** Opening Data for analysis block **

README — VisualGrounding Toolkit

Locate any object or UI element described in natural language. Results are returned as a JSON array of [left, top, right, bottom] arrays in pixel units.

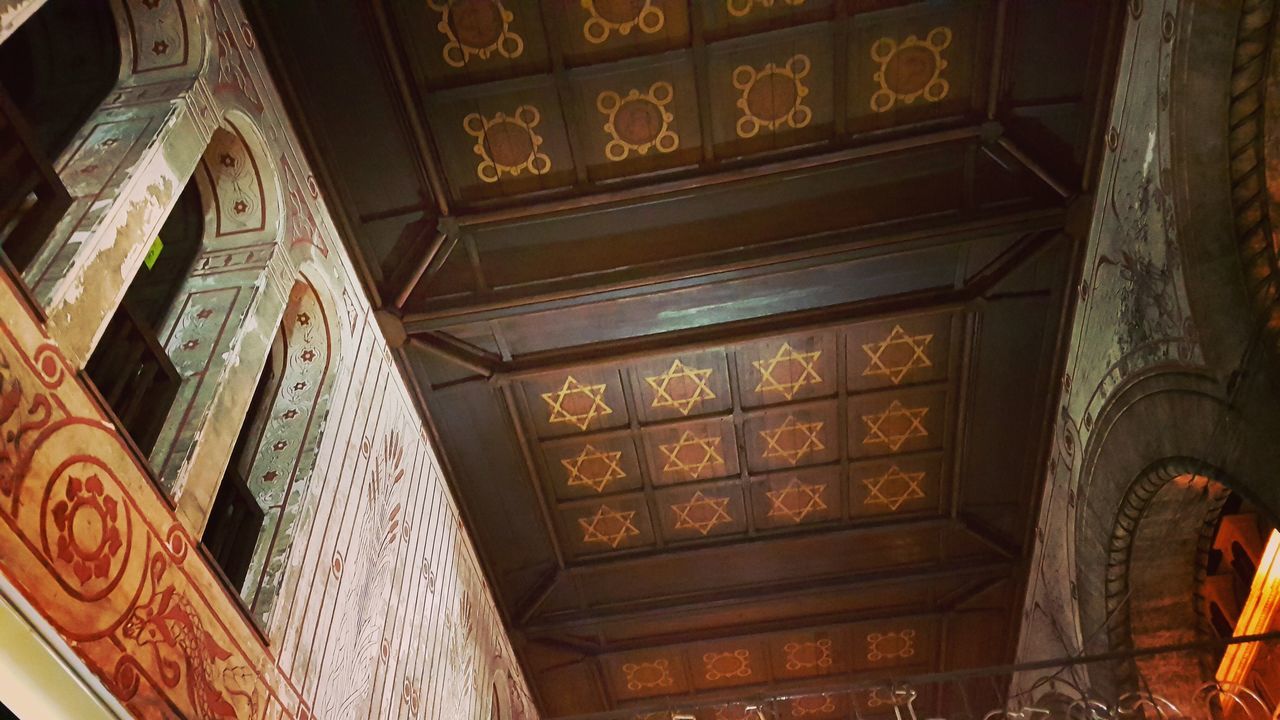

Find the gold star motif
[[645, 359, 716, 415], [862, 325, 934, 384], [753, 342, 823, 400], [766, 477, 828, 523], [578, 504, 640, 548], [759, 415, 826, 465], [671, 491, 733, 535], [861, 400, 928, 452], [862, 465, 926, 511], [659, 430, 725, 480], [561, 444, 626, 493], [541, 375, 613, 431]]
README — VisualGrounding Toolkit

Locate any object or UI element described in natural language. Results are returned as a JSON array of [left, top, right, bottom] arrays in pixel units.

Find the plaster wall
[[0, 0, 537, 717]]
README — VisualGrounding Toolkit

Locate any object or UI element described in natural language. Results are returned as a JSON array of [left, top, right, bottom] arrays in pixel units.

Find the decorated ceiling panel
[[395, 0, 988, 205], [513, 310, 962, 561]]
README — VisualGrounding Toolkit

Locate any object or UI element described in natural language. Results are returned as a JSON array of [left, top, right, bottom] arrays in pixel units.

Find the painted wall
[[0, 0, 537, 717]]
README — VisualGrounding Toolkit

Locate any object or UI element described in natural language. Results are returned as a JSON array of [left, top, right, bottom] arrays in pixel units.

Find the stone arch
[[15, 0, 217, 368], [235, 269, 341, 626], [1073, 369, 1280, 705], [151, 111, 299, 538]]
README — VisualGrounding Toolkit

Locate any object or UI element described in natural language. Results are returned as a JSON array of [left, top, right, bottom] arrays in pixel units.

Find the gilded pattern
[[759, 415, 825, 465], [581, 0, 664, 44], [579, 504, 641, 547], [726, 0, 805, 18], [862, 400, 929, 452], [703, 649, 753, 680], [671, 490, 733, 535], [561, 444, 627, 493], [622, 659, 674, 691], [870, 27, 953, 113], [597, 81, 679, 161], [752, 342, 822, 400], [427, 0, 524, 68], [541, 375, 613, 431], [866, 629, 916, 662], [645, 358, 716, 415], [862, 465, 926, 511], [766, 477, 828, 523], [733, 54, 812, 139], [463, 106, 551, 184], [784, 639, 833, 671], [862, 325, 934, 384], [659, 430, 725, 480]]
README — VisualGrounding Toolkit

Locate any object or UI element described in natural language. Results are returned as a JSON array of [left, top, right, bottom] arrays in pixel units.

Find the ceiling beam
[[454, 125, 985, 228], [522, 551, 1010, 632]]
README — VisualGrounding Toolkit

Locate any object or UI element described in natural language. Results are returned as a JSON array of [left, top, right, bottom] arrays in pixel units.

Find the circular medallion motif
[[41, 461, 133, 601], [597, 81, 679, 161], [870, 27, 952, 113], [582, 0, 664, 44], [450, 0, 505, 49], [733, 54, 812, 139], [464, 106, 551, 183]]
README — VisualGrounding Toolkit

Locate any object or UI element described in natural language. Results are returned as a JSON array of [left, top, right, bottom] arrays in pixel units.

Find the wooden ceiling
[[246, 0, 1122, 716]]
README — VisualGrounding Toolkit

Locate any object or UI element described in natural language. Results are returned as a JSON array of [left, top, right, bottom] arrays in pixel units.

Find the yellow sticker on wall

** Closing Data for analysis block **

What you are asked to do:
Each line from the one containing "Find the gilded pattern" through the end of the listing above should be copied exactly, with no other line included.

Exercise solution:
Find the gilded pattern
[[759, 415, 825, 465], [581, 0, 664, 44], [579, 504, 641, 547], [726, 0, 805, 18], [862, 400, 929, 452], [703, 649, 753, 680], [671, 490, 733, 535], [561, 444, 627, 493], [622, 659, 674, 691], [870, 27, 953, 113], [597, 81, 679, 161], [752, 342, 822, 400], [427, 0, 524, 68], [541, 375, 613, 431], [866, 629, 916, 662], [645, 358, 716, 415], [862, 465, 926, 511], [766, 477, 828, 523], [733, 54, 812, 139], [463, 106, 551, 184], [784, 639, 833, 671], [862, 325, 934, 384], [659, 430, 725, 480]]
README — VisualGrounding Toolkit

Locate any object or UI element described in natural language. Results are returned as a JSON array of [left, top, right, bottom] arrays in pixel units.

Find the ceiling beam
[[454, 125, 985, 228], [522, 551, 1010, 632]]
README — VisualGrounding Toolkit

Locate any object or UI element described in natural language. Results are returned as a JSON array of [left, top, right, bottom] arrays in pixel units.

Find the circular medallion motif
[[41, 461, 133, 601], [597, 81, 679, 161], [870, 27, 952, 113], [582, 0, 664, 44], [450, 0, 505, 49], [733, 54, 812, 139], [464, 106, 551, 183]]
README — VisualGrounding Toolkit

Locate any object or UI element described in natural language. Results are returned as a JSON array of [left, top, right, bottom] arrays in pixel units.

Find the wooden ceiling
[[246, 0, 1122, 716]]
README — VisualGrounding Toolkit

Locate any object or UI element described in natural language. Results are returned as a JSON array of [left, top, right, bottom] arrays in pixel units.

Find the yellow sticker on wall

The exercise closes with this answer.